» AIM OF THE TASK:
The answer must consist of the entries, copied exactly and in full.
··· MATERIAL FOR THIS EXERCISE ···
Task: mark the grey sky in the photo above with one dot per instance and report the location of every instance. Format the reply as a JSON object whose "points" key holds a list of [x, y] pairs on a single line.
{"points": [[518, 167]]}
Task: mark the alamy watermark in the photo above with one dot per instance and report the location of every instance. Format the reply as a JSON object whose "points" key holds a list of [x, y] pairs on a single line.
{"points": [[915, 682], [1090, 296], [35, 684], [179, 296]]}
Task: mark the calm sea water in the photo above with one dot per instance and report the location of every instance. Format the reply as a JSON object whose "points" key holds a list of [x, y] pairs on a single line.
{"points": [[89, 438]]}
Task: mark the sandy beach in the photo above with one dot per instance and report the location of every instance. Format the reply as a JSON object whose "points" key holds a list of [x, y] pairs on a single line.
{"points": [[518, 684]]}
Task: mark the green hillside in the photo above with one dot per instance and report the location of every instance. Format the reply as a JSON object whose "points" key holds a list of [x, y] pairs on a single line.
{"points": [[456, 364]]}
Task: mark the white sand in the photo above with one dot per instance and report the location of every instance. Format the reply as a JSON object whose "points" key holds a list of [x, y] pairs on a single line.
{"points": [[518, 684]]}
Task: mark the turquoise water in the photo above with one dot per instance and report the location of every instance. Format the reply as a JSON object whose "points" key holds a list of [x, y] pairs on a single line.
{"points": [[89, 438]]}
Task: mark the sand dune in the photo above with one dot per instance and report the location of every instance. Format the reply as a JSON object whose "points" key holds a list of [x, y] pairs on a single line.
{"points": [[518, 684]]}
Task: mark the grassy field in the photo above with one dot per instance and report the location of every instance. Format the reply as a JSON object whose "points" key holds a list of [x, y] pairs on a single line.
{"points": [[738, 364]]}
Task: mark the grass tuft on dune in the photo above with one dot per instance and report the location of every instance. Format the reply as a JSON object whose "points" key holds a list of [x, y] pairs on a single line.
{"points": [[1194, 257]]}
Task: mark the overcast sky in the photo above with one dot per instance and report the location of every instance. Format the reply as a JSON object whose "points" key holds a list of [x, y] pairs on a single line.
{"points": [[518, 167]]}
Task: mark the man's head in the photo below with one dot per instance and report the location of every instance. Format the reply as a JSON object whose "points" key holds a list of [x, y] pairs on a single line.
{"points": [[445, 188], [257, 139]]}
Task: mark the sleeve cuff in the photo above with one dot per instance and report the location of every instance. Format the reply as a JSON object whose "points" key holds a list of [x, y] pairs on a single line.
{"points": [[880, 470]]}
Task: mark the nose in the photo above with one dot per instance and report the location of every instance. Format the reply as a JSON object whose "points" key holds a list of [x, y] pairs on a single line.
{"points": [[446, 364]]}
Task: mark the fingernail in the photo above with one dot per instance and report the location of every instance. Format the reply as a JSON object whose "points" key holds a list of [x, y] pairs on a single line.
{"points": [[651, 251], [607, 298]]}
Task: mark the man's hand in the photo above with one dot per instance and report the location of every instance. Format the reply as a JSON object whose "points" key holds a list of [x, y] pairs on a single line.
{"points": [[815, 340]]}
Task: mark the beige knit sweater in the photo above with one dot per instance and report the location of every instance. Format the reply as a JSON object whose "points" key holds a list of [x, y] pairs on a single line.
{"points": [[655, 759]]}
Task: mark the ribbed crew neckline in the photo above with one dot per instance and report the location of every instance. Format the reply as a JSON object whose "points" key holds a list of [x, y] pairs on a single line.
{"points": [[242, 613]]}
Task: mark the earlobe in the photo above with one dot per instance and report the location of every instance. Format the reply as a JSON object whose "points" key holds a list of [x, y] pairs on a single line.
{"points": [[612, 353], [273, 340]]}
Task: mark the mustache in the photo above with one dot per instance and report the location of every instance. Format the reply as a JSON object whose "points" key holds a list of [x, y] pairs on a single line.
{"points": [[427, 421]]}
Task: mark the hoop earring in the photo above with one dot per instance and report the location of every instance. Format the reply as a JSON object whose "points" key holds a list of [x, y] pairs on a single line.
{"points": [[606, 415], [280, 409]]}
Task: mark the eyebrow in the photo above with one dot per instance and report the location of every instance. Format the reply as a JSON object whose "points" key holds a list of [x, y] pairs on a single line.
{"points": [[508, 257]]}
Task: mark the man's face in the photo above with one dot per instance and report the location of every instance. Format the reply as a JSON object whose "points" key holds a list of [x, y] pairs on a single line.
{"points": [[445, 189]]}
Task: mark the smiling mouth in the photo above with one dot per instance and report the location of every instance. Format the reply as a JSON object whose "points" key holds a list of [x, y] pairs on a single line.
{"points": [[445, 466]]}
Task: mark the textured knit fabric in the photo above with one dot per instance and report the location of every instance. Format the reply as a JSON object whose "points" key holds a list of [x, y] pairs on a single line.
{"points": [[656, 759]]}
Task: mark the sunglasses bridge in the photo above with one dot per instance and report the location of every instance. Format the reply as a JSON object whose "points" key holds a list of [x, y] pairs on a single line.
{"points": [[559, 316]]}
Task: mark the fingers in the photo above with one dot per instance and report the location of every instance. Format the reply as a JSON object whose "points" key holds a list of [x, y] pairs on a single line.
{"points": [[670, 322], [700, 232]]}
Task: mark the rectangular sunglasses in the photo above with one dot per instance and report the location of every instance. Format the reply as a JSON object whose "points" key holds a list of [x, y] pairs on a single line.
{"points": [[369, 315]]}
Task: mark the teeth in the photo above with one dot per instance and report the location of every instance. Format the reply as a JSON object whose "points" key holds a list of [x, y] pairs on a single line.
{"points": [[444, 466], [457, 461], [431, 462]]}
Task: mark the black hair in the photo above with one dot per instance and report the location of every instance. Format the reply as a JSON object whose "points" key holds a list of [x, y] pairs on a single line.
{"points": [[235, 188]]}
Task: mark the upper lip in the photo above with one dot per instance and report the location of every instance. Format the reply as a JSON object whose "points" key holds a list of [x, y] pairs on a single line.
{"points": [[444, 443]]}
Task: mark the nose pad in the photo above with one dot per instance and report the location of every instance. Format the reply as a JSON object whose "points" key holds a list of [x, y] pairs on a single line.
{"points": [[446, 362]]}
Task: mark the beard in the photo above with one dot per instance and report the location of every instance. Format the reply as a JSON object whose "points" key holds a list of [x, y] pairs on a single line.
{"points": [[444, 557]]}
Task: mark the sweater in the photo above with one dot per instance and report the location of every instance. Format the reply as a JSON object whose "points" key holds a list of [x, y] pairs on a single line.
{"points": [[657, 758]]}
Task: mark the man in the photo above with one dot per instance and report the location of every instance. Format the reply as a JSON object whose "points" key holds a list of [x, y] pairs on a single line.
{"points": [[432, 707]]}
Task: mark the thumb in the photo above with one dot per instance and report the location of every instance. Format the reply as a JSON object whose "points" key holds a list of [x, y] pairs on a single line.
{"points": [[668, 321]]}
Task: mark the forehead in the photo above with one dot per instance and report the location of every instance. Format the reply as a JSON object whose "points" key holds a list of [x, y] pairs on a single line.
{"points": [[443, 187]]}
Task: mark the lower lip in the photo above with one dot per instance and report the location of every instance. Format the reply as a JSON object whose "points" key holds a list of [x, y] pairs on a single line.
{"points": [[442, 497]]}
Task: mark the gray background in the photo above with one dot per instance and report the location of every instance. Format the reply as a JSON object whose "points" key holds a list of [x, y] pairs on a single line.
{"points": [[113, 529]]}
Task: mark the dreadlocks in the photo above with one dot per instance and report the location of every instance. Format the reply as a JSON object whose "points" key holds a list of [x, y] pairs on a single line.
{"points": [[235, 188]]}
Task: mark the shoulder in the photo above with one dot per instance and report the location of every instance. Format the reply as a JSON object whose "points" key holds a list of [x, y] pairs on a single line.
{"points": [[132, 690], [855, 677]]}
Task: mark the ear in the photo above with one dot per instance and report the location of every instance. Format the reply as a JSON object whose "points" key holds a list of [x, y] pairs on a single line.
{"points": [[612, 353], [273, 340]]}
···
» EXERCISE RESULT:
Task: mark the grey sky in the photo above with one dot per instance and report the location of every instance. Format the reply as a JSON object whose "points" key holds a list of [x, y] pairs on a single line.
{"points": [[518, 167]]}
Task: mark the alamy watermark in the photo above with one dot per instance and report the location of every instance. Format the reply as a JSON object whose "points" key holds a list of [x, y] pairs on a single line.
{"points": [[915, 682], [1090, 296], [35, 684], [179, 296]]}
Task: mark the calm sea water in the photo above with one dot per instance and report the location of every instance. Format the reply as a JSON object whose "points" key holds a list of [x, y] pairs on a single line.
{"points": [[89, 438]]}
Task: mark the sandy beach in the photo above with one dot per instance and report the location of every instance. Format the reply as a JSON object whose "points" key holds a list of [x, y] pairs on a single line.
{"points": [[518, 684]]}
Task: mark the green hillside in the photo above with one dot per instance and report the location of every instance. Format the reply as a JSON object whose "points" key holds a list of [x, y] pairs on a single line.
{"points": [[456, 364]]}
Task: mark the white sand in the photo above with one dot per instance and report the location of every instance. Format the reply as a JSON object whose "points" key holds a list of [x, y] pairs on a single line.
{"points": [[518, 684]]}
Task: mark the turquoise water in the photo above with one dot per instance and report the location of every instance. Format the reply as a JSON object whose "points" key holds a list of [x, y] pairs on a single line.
{"points": [[89, 438]]}
Task: mark the sand dune in the photo above with one dot per instance and report the location of every instance. Format the reply as a JSON object whose "points" key holds a list of [x, y] pairs on a single line.
{"points": [[518, 684]]}
Task: mark the grassy field in the photo above with one dot per instance and report the location of every instance. Format the reply as a JSON object whose "points" key holds a list of [x, y] pairs on a single line.
{"points": [[738, 364]]}
Task: mark the grass tuft on dune in the photo above with one dot per instance and report the location of every instance. Format the reply as a JSON object whose "points" key holds a list of [x, y] pairs on a single line.
{"points": [[1194, 257]]}
Task: mark the overcast sky in the photo above with one dot per instance and report the location of every instance. Format the reply as a JSON object whose "points" key holds a list of [x, y] pairs on a single line.
{"points": [[518, 167]]}
Task: mark the man's head in the photo below with one dot per instance and report the location of every instance. Format the reply as a JSON object whose "points" key holds a list of [x, y] pairs on a single line.
{"points": [[445, 188], [257, 139]]}
Task: mark the sleeve cuff in the photo above with one dot per instance and report the location of every instance. Format the reply as a JSON object whose "points" key holds a list of [x, y] pairs on a single line.
{"points": [[880, 470]]}
Task: mark the nose in the photo above with one dot per instance and report the location of every instance. Format the reply as a JSON object whose "points" key holds a list of [x, y] pairs on a single line.
{"points": [[446, 364]]}
Task: mark the fingernail in the photo above with one dot per instance and report the location of every instance. Format the reply as a JSON object whose "points" key holds a list of [x, y] pairs on a single line.
{"points": [[651, 251], [607, 298]]}
Task: mark the man's hand in the photo above with one dot per instance and report the location of every instance. Format the reply as a JSON object whose "points" key holds a list of [x, y] pairs on a single line.
{"points": [[815, 340]]}
Task: mark the beige knit sweater in the photo above with one dot per instance and report the location of every instance. Format the reply as a JSON object whose "points" key holds a list of [x, y] pairs on a single line.
{"points": [[655, 759]]}
Task: mark the ribbed crew neckline in the photo above with one dot per instance and report the location of every instance. Format the reply as a JSON object whose "points" key holds a list of [x, y] pairs on a single line.
{"points": [[242, 613]]}
Task: mark the earlobe in the photo above with one dot per instance and report the location of every instance. Format the reply as a JSON object whose "points" key holds a list of [x, y] pairs on a single line.
{"points": [[612, 353], [273, 340]]}
Task: mark the mustache in the photo above with one dot per instance and report the location of every instance. Format the reply as a JSON object whose "points" key holds a list of [x, y] pairs on a single line.
{"points": [[427, 421]]}
Task: mark the hoop earring in the photo above with one dot per instance and report the location of every instance. Format the reply as a JSON object whose "points" key holds a list of [x, y] pairs on a single line.
{"points": [[606, 415], [280, 409]]}
Task: mark the eyebrow in the photo above with one dot per instance and report the location of every instance. Format the reply as a JSON object whose "points" key holds a list of [x, y] pairs on a single line.
{"points": [[508, 257]]}
Task: mark the man's face in the photo above with one dot per instance and report the location of every instance. Format the reply as a JSON object whose "points" key holds a list of [x, y] pairs on a single line.
{"points": [[445, 189]]}
Task: mark the smiling mouth in the photo above with one dot per instance and report the location of every instance. Format the reply as a JSON object whose "points" key holds a list of [x, y] pairs on a single line.
{"points": [[445, 466]]}
Task: mark the textured knit fabric in the photo above with one dot per instance and report the location of every instance. Format the reply as a JSON object whose "points" key holds a list of [x, y] pairs on a single line.
{"points": [[656, 759]]}
Task: mark the sunglasses bridge in the photo above with one dot per instance and report the location of every instance. Format the reply as a JSON object whose "points" key holds a list of [x, y] pairs on a single line.
{"points": [[559, 316]]}
Task: mark the fingers in the photo above with one dot per instance and report the location of every instance. Format the reply as a JSON object whose "points" key holds a list of [x, y] pairs on a single line.
{"points": [[670, 322], [700, 232]]}
Task: mark the rectangular sunglasses in the photo above with one dot per instance and report the location of every instance. Format the reply as a JSON object whose "points" key holds a list of [x, y] pairs on a single line.
{"points": [[369, 315]]}
Task: mark the teeth in the photo above with one dot per instance and report the location of every instance. Format the reply as a JSON object whose "points" key holds a list of [x, y] pairs on a single line.
{"points": [[444, 466], [457, 461], [431, 462]]}
Task: mark the black hair in the photo above with one dot per instance and report the location of every instance. Format the reply as a JSON object whose "points" key holds a list of [x, y] pairs on a single line.
{"points": [[235, 188]]}
Task: mark the upper lip in the photo above with one dot per instance and report the location of every instance. Format the reply as a JSON object whose "points" key holds a list of [x, y] pairs on a single line.
{"points": [[444, 443]]}
Task: mark the nose pad in the photo above with one dot per instance and report the location of every instance. Format the reply as a JSON object whose "points" key holds a list of [x, y] pairs on a single line.
{"points": [[446, 362]]}
Task: mark the beard in the photo above with one dot per instance and report the location of every instance. Format the reply as a JSON object whose "points" key holds a list of [x, y] pairs on a single line.
{"points": [[444, 557]]}
Task: mark the sweater in the photo above with one dot per instance and report the location of every instance. Format the reply as a JSON object whose "points" key holds a list of [x, y] pairs on a single line.
{"points": [[657, 758]]}
Task: mark the man in the photo above with one dot per instance and report the location of every instance. Format the reply as a JSON object whose "points" key holds a list of [x, y] pairs on a single line.
{"points": [[432, 707]]}
Task: mark the thumb in the photo above with one dot per instance and report the location of every instance. Format the reply as a JSON object whose "points" key holds a list of [x, y] pairs on a single line.
{"points": [[668, 321]]}
Task: mark the forehead in the photo above with one dot per instance and report the location of every instance. Format the reply as a JSON object whose "points" key holds a list of [x, y] pairs on a single line.
{"points": [[443, 187]]}
Task: mark the lower lip in the photo above with one dot per instance and report the location of every instance. Format the reply as a JSON object whose "points" key holds a list of [x, y] pairs on a single line.
{"points": [[442, 497]]}
Task: mark the gray background in the photo above with one dot per instance and report the location of every instance. Format the reply as a JSON object whose "points" key holds a list of [x, y] pairs on a single line.
{"points": [[113, 529]]}
Task: mark the dreadlocks in the photo above with one dot per instance and report the location of every instance. Format the reply as a JSON object whose "points" key holds a list of [x, y] pairs on a single line.
{"points": [[235, 188]]}
Task: mark the shoulder in the photo above with one dot per instance and report the location of every instance. Format the reply as a JSON object whose "points" key holds a list of [x, y] pairs on a single line.
{"points": [[132, 690], [855, 677]]}
Task: mark the ear in the photo above with one dot per instance and report the location of every instance. Format the reply as a JSON object whose "points" key holds a list of [x, y] pairs on a single line.
{"points": [[612, 353], [273, 340]]}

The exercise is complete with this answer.